Turn these entries into a numbered list with blank lines left out, and leave the pictures out of your answer.

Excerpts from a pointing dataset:

┄┄┄┄┄┄┄┄┄┄

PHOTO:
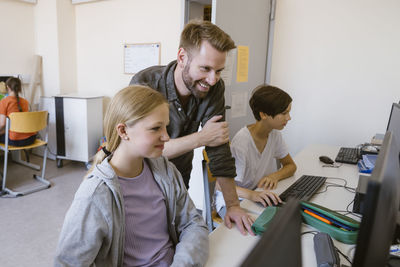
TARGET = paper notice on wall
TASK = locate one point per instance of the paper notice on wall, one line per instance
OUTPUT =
(242, 73)
(227, 73)
(239, 104)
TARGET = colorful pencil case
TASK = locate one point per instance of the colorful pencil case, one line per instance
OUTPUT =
(338, 226)
(262, 222)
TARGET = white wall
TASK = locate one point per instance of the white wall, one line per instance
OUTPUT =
(340, 61)
(103, 27)
(17, 41)
(67, 46)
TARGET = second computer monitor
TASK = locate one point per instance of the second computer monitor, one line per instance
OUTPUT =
(394, 122)
(381, 208)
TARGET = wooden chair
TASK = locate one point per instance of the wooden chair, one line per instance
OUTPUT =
(26, 122)
(211, 216)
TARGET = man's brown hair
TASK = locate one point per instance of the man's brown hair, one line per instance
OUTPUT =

┄┄┄┄┄┄┄┄┄┄

■ The solution ■
1. PHOTO:
2. TARGET = paper notice on wall
3. TASK = locate one point per instance of the paper notice on wall, one line per instance
4. OUTPUT =
5. (242, 73)
6. (227, 73)
7. (239, 104)
8. TARGET = colorful pencil case
9. TASK = locate one point per instance of the colorful pencil case, one line per instance
10. OUTPUT =
11. (338, 226)
12. (262, 222)
13. TARGET = white wall
14. TASK = locate one point per instance of the white wall, one line per instance
15. OUTPUT =
16. (340, 61)
17. (103, 27)
18. (17, 41)
19. (67, 46)
20. TARGET = second computer monitor
21. TASK = locate one point per instance of the second computer monitor, one line per instance
22. OUTPUT =
23. (394, 122)
24. (381, 208)
25. TARGET = wooden chair
26. TASK = locate one point per instance of the wooden chair, one line per instance
27. OUTPUT =
28. (26, 122)
29. (211, 216)
30. TARGET = man's brown hair
31. TASK = locate one point per instance of the man's brown hair, one line per instance
32. OUTPUT =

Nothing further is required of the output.